* begin DATA LINES *
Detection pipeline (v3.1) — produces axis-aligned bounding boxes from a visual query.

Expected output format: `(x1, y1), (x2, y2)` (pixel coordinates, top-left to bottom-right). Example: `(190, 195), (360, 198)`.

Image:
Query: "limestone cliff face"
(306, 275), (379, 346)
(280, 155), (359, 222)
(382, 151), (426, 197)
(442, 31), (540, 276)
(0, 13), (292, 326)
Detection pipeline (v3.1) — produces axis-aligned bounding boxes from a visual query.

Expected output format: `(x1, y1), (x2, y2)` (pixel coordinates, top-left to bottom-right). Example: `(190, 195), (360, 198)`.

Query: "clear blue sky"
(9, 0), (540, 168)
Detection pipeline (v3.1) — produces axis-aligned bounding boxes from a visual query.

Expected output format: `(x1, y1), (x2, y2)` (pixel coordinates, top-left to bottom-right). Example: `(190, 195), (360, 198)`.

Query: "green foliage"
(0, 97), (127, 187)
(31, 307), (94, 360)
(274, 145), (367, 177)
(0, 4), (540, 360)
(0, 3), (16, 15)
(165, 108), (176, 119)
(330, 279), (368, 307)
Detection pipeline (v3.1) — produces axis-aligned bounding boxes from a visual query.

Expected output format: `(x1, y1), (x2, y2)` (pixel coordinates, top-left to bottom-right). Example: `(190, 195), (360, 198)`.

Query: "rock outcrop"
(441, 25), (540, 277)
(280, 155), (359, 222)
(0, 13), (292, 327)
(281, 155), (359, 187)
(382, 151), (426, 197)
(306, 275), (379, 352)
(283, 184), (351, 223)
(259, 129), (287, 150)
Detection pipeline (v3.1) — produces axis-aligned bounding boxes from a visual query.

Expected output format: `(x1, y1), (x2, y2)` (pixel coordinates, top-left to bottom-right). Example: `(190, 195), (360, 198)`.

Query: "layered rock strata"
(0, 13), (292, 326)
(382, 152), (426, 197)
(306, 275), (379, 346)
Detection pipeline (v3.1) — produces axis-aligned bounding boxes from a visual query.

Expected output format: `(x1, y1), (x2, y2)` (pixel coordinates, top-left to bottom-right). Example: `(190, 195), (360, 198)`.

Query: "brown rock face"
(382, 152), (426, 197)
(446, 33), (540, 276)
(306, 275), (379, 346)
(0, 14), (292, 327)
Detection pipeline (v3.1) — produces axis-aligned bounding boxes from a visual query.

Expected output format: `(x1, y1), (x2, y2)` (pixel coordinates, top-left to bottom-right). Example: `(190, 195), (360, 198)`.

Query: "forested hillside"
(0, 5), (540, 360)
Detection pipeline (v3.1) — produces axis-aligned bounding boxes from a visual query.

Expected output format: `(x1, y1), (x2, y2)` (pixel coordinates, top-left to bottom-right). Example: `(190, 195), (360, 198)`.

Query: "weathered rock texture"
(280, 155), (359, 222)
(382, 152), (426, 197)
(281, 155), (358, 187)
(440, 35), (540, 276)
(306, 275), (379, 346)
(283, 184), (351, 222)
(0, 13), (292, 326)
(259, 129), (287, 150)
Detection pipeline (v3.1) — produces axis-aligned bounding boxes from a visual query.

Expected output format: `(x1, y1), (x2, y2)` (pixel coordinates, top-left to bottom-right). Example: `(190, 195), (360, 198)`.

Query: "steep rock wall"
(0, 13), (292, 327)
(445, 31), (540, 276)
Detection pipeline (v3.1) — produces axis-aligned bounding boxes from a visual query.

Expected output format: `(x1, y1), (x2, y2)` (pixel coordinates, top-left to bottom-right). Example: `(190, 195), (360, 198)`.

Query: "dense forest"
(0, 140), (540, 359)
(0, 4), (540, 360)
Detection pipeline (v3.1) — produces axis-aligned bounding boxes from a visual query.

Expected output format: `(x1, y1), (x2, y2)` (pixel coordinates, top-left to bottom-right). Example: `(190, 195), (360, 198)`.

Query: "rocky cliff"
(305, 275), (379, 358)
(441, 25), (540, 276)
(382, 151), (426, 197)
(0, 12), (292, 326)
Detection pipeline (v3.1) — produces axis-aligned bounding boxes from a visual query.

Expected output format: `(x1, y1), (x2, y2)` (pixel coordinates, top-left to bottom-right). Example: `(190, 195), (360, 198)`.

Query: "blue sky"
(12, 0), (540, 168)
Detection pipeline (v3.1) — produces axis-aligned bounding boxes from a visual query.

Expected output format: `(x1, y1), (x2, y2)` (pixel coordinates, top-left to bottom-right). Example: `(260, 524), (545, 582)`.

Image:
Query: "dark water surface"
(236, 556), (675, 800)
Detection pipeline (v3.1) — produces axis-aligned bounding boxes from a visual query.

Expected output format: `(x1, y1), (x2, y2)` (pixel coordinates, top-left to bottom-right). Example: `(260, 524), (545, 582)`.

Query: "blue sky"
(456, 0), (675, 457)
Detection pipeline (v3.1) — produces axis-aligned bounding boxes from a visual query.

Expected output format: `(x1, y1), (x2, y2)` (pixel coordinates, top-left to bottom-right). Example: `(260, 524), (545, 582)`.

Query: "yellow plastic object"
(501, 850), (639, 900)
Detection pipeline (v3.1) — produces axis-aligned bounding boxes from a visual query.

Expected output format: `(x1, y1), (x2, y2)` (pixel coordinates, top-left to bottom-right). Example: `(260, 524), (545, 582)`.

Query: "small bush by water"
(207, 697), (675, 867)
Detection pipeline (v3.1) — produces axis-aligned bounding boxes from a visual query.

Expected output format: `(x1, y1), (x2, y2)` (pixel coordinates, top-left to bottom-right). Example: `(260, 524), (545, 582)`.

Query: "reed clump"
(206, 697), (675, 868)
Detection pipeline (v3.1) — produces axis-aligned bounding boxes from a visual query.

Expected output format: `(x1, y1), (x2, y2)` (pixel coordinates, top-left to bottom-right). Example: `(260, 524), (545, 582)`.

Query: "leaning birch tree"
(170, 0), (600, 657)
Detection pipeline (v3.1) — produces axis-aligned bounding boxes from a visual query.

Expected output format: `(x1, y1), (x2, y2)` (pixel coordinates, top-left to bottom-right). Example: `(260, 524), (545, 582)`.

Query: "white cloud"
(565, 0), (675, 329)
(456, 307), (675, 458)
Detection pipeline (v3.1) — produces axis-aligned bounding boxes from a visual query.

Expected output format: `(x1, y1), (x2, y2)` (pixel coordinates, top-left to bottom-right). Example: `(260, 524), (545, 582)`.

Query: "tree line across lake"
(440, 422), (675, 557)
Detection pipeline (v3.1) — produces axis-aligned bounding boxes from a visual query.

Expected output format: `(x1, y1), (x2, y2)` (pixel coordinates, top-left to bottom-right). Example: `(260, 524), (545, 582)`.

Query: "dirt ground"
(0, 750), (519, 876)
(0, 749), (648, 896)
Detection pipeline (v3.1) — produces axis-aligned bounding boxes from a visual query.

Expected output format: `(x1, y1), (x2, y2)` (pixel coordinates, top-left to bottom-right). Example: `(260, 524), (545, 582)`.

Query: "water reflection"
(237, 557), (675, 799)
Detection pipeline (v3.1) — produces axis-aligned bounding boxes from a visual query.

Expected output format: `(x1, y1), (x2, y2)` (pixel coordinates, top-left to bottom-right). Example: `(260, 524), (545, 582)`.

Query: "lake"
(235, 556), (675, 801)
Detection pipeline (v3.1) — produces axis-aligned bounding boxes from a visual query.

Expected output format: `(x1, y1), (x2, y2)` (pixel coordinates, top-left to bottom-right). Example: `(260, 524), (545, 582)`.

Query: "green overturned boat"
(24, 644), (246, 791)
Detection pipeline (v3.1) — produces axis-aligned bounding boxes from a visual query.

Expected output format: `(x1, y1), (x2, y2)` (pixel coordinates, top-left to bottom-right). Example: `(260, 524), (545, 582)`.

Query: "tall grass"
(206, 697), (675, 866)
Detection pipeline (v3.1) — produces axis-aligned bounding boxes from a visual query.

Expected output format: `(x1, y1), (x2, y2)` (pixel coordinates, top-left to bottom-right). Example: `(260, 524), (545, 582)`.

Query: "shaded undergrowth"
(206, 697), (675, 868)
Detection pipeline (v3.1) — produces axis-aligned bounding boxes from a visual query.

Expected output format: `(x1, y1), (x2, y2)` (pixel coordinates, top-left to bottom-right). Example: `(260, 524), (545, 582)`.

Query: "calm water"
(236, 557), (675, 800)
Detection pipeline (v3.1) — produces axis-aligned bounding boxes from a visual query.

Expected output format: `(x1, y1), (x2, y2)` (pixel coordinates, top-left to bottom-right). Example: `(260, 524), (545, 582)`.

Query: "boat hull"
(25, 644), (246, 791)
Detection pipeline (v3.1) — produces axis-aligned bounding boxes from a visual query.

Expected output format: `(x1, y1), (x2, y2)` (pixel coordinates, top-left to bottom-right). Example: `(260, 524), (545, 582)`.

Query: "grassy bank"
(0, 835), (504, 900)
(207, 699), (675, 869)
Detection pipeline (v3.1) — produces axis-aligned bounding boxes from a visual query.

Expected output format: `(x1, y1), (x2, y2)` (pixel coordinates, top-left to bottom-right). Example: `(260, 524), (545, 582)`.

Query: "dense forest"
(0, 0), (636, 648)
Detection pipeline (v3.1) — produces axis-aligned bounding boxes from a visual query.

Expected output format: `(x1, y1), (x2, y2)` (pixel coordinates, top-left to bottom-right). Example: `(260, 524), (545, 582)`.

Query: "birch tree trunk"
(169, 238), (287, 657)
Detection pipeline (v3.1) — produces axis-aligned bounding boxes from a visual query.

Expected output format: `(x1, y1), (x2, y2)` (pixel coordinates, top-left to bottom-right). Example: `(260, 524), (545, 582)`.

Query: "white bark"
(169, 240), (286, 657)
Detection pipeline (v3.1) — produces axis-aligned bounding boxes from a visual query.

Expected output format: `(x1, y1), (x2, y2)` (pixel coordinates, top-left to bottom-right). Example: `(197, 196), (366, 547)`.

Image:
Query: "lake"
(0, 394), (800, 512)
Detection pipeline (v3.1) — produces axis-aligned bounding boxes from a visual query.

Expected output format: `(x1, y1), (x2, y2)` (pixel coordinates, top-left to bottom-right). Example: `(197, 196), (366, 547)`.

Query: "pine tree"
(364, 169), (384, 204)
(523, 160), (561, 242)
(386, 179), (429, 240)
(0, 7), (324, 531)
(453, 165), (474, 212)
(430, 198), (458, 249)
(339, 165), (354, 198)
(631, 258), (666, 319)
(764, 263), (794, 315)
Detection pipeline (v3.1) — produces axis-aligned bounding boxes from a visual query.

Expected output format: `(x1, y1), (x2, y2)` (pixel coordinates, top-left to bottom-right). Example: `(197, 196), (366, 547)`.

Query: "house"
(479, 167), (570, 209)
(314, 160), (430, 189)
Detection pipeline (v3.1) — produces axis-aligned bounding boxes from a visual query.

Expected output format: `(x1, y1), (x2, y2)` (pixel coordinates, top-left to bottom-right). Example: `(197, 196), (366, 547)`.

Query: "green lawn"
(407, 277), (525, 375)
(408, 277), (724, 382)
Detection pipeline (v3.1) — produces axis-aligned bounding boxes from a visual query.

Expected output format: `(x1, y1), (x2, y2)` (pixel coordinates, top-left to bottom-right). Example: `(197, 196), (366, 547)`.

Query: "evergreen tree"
* end DATA LINES *
— STATED TASK —
Pull out every line of the data above that contains the word "cliff", and list those lines in their original order.

— RIGHT ANSWER —
Query: "limestone cliff face"
Query: "rocky cliff"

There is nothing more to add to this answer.